| Document text |
Monday, January 28, 2019

Interpretation


The scriptures referred to are Nehemiah 8:1-3, 5-6, 8-10.

I saw a one-panel cartoon recently that showed a police car on the side of the road. Another car had obviously just been pulled over and its driver was standing on the side of the road with the cop. And because this is a cartoon, the driver of the other car was a chess piece, specifically a knight, with the big horse head on a pedestal body. The cop is doing a field sobriety test and saying, “Walk in a straight line please.” And the knight is thinking, “Oh boy.”

I bring this up because there is a way of interpreting the Bible that has been called “knight's jump exegesis.” Exegesis is just a fancy word for the critical interpretation of the Bible. It comes from the Greek word “to lead out” and ideally what the exegete is doing is merely bringing out what is there in the text. He or she should not be reading things into the text that aren't there. The most infamous example of that was a preacher in the 1960s who thought there was something wicked about women putting their hair up in a top knot. So he found a proof text. And he preached that Jesus actually said, “Top knot come down.” Except he was taking the words completely out of context. In Matthew 24, Jesus is talking about the end times and what he actually says in verse 17 is “Let him which is on the housetop not come down to take anything out of his house.” [King James Version, emphasis mine] That is hilariously bad exegesis of a single verse.

| Extracted information |
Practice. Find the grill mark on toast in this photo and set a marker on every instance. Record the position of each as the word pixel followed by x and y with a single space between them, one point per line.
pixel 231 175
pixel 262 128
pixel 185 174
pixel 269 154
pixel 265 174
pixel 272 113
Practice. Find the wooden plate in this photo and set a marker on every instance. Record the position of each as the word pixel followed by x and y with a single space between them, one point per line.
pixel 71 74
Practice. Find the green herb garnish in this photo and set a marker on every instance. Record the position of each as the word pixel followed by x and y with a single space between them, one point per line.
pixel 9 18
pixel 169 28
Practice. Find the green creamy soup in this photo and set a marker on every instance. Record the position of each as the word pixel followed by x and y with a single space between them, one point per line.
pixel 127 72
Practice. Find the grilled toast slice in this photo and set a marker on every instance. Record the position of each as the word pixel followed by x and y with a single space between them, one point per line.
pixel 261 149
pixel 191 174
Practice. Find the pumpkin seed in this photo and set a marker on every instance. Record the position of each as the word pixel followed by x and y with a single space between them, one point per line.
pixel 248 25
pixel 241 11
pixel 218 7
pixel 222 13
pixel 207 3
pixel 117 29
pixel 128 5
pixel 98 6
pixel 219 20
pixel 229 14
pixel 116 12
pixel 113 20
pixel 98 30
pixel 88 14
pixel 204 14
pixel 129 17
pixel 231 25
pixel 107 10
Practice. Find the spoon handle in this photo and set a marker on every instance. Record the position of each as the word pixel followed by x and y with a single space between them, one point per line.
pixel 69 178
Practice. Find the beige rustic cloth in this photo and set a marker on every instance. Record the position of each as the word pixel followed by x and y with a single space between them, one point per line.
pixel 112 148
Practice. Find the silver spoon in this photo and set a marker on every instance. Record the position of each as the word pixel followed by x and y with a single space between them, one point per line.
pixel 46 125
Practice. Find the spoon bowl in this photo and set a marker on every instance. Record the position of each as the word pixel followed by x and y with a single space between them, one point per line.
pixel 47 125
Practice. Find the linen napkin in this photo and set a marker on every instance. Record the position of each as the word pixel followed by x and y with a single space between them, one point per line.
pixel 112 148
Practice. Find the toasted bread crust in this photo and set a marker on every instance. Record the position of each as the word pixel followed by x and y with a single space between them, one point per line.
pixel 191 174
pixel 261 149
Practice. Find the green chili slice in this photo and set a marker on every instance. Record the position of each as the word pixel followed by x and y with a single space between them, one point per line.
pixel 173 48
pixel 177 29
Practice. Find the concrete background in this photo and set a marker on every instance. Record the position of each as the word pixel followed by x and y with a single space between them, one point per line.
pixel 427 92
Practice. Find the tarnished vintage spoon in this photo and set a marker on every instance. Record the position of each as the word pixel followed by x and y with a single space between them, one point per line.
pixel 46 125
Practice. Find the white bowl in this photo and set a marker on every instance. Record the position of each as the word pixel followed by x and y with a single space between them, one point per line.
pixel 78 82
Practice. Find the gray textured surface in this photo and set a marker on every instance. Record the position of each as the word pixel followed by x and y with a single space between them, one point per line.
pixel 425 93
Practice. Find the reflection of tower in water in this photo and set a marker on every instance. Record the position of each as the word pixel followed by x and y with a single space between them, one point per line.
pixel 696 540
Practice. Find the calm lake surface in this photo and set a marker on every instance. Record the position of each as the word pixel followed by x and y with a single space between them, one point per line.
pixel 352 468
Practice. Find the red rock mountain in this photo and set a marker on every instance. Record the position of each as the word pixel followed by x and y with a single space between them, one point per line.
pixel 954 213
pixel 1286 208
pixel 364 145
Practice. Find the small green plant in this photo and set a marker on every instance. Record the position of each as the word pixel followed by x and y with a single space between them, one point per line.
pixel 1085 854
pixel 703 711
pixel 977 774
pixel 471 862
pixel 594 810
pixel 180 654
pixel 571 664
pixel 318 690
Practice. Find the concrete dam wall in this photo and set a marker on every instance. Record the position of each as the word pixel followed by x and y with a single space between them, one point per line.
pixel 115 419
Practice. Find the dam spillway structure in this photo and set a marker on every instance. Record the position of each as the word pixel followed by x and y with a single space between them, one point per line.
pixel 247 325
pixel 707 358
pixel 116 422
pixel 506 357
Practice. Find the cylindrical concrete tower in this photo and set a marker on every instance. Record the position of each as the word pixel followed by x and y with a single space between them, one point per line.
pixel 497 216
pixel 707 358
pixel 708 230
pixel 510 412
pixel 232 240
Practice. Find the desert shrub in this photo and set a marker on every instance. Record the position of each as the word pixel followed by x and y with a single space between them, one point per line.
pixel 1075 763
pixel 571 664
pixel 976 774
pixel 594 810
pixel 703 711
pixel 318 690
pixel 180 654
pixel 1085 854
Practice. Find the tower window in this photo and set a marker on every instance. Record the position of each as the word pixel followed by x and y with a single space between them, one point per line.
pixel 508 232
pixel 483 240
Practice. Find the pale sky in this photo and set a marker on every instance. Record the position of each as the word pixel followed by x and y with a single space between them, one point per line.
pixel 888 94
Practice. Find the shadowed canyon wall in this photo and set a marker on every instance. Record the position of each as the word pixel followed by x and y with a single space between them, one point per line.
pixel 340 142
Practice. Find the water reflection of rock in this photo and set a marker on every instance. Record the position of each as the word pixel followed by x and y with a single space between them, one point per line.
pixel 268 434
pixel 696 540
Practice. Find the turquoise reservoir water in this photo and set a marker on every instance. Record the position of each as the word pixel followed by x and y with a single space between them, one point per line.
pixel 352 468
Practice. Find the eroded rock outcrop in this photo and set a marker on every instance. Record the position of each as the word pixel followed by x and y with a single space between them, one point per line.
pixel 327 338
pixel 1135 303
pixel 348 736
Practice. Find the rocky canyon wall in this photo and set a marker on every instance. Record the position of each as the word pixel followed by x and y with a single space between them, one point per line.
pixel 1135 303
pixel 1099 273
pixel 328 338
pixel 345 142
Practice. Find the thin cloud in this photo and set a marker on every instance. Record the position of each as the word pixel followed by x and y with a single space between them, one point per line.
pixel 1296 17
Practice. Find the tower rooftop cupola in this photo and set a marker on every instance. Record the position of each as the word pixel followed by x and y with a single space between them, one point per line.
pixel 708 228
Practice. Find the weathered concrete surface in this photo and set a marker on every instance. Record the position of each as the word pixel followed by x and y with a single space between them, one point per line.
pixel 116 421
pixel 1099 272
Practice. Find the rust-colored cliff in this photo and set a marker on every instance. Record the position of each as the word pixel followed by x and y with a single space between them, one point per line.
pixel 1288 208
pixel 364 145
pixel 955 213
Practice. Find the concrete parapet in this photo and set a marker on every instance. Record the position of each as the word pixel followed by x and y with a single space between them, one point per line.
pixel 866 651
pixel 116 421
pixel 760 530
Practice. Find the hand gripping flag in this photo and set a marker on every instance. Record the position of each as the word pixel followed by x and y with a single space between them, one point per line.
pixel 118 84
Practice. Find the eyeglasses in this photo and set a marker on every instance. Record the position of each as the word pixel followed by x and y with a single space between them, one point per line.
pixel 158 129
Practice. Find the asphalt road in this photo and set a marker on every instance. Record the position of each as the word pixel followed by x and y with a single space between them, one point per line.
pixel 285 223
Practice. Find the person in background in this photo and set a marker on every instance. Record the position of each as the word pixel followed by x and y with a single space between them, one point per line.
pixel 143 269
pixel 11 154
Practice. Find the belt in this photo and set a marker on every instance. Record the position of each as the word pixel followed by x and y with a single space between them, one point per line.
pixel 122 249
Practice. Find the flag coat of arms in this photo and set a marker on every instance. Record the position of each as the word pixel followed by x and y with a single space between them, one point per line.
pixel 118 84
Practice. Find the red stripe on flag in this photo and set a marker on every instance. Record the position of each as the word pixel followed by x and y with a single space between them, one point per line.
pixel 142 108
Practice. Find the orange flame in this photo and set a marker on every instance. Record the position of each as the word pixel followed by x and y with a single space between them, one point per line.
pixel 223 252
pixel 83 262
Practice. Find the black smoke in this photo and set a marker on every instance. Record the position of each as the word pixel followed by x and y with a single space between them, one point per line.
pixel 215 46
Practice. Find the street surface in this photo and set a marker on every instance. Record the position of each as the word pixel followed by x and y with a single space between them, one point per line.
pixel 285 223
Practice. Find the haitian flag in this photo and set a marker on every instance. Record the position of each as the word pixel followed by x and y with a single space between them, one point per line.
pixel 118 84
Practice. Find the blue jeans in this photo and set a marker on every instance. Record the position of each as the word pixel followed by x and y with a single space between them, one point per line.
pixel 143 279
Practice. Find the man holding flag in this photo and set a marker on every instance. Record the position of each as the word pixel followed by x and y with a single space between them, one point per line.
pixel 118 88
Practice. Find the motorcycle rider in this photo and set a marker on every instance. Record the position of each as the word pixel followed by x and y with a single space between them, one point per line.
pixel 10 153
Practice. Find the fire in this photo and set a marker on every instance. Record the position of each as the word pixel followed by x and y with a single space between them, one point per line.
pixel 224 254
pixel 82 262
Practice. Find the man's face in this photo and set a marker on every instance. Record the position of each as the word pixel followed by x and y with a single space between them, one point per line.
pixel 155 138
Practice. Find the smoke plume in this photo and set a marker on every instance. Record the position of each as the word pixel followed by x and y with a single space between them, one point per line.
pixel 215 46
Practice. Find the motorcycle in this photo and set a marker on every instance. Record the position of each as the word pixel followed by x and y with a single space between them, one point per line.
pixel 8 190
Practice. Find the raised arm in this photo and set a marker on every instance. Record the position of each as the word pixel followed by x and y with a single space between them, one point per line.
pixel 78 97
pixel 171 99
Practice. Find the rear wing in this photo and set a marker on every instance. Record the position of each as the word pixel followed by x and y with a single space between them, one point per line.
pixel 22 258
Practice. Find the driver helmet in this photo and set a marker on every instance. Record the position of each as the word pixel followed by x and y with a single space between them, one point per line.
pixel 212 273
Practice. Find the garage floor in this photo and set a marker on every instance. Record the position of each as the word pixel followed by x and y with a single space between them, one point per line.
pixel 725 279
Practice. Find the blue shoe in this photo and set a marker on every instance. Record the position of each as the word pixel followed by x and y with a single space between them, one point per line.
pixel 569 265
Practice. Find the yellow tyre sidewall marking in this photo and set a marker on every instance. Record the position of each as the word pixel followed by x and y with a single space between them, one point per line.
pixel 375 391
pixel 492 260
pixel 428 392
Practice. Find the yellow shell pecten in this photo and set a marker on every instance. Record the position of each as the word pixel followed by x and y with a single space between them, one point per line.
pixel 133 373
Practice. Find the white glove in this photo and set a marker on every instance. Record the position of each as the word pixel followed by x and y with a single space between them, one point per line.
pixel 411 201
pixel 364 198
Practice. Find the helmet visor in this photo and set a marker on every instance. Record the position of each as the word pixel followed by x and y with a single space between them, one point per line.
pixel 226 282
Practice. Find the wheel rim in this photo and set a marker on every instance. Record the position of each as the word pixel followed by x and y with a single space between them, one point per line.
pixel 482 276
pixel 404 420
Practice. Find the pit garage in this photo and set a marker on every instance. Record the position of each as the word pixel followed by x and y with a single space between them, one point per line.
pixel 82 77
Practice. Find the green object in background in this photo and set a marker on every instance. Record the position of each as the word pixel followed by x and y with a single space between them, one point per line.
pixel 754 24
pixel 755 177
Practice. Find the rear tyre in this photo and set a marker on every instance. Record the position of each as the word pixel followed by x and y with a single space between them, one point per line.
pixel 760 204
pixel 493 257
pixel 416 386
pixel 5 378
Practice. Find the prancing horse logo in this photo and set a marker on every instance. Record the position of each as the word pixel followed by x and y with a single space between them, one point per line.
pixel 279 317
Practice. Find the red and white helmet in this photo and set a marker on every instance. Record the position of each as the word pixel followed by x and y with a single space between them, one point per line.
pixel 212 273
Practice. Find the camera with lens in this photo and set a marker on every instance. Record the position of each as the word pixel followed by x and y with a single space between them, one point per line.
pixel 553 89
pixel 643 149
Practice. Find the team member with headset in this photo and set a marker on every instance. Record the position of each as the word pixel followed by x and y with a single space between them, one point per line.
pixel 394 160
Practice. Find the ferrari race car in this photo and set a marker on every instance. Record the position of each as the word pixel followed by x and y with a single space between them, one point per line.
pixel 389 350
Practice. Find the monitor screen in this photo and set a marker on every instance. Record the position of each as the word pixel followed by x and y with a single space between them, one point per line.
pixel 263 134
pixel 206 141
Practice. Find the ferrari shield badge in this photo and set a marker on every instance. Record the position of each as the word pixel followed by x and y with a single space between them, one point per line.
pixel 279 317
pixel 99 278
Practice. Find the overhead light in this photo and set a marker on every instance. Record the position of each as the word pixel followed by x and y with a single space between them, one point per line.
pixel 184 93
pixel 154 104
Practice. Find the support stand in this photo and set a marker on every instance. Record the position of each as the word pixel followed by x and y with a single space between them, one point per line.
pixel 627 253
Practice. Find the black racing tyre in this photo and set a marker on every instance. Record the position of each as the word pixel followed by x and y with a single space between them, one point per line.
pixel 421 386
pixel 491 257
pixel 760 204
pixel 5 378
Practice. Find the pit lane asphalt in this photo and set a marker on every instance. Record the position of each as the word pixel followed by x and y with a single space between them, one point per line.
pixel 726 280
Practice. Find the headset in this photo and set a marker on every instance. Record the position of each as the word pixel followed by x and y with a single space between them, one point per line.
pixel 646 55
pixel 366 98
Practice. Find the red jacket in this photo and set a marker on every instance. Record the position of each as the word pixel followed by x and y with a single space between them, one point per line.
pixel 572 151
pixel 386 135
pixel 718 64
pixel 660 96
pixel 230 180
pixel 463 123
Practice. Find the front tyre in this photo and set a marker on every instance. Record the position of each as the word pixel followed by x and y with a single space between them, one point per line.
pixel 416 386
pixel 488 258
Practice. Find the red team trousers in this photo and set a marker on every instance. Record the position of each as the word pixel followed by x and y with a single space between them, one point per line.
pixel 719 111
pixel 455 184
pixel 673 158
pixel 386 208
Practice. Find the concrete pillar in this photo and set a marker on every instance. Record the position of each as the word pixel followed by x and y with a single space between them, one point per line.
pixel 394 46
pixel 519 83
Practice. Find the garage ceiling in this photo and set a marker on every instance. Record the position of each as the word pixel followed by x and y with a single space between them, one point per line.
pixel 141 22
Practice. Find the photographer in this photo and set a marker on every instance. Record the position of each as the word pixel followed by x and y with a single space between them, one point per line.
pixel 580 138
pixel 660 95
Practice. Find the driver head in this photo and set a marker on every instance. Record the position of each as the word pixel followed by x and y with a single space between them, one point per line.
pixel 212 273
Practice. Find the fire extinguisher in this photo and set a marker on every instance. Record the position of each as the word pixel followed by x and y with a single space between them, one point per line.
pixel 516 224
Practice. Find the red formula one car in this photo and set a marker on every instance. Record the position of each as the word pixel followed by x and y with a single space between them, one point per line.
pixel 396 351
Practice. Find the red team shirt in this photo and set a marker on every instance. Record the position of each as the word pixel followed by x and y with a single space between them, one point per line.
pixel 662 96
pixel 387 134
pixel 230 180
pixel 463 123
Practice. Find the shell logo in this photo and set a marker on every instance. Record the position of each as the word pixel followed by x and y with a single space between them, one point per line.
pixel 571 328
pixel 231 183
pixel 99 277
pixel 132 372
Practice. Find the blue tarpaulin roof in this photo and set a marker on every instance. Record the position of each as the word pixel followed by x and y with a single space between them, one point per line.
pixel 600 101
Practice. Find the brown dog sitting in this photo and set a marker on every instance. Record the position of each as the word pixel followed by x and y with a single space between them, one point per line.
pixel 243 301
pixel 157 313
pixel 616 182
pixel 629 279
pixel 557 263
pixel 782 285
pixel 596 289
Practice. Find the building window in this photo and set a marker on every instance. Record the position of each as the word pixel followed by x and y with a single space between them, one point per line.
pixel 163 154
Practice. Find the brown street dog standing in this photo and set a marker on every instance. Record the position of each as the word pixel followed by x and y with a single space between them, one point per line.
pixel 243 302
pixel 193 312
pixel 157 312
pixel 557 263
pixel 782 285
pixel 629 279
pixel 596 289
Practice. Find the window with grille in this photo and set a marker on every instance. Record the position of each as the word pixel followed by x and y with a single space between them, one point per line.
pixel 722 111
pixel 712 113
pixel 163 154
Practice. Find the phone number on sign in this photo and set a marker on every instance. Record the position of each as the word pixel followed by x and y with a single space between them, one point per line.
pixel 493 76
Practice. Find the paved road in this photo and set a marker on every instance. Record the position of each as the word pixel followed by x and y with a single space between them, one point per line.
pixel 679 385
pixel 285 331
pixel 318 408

| Do this |
Could you carry on the sermon on biblical interpretation from where it stops? The data has nothing to do with the sermon on biblical interpretation.

| Result for this exercise |
Since the knight is the only piece in chess that doesn't move in a straight line, but goes 2 spaces in any direction and then one space laterally, “knight's jump exegesis” is stringing together a verse here and a verse there, and then arriving at an entirely novel interpretation. It is wrenching verses out of their contexts and performing a shotgun wedding on them in order to support your view.

You see this when preachers take Paul's saying that Christians who are alive when Jesus returns “will be caught up together with them [the resurrected dead] in the clouds to meet the Lord in the air,” and then try to make that fit into any other apocalyptic text. This is the so-called “rapture” that some preachers go on about, where they say Jesus will come down out of heaven, scoop up believers and like a yo-yo return to heaven while all the unbelievers on earth suffer through the Great Tribulation. It is mentioned in only one of the 33,000 verses of the Bible (1 Thessalonians 4:17) and you both have to take it literally and then force it into the series of events constructed from the highly symbolic visions recorded in Daniel and Revelation. I have to confess that I love the elaborate and often brightly colored End of the World timelines that certain fundamentalists draw up to ingeniously include every apocalyptic detail mentioned. But I wonder why, since no one ever proposes that the Antichrist will actually have 7 heads and ten crowns, they are so sure the other stuff is literally true?

What got me thinking about this is a comment someone once left on my blog, decrying interpreting the Bible. I went to that person's blog and Lo and Behold! he was offering his interpretation of the Bible. His case would have been stronger had his blog merely been passages of scripture, without anything else. And ideally those sections of the Bible would be in the original Hebrew, Aramaic and Greek, because it is impossible to translate from one language to another without making some interpretive decisions.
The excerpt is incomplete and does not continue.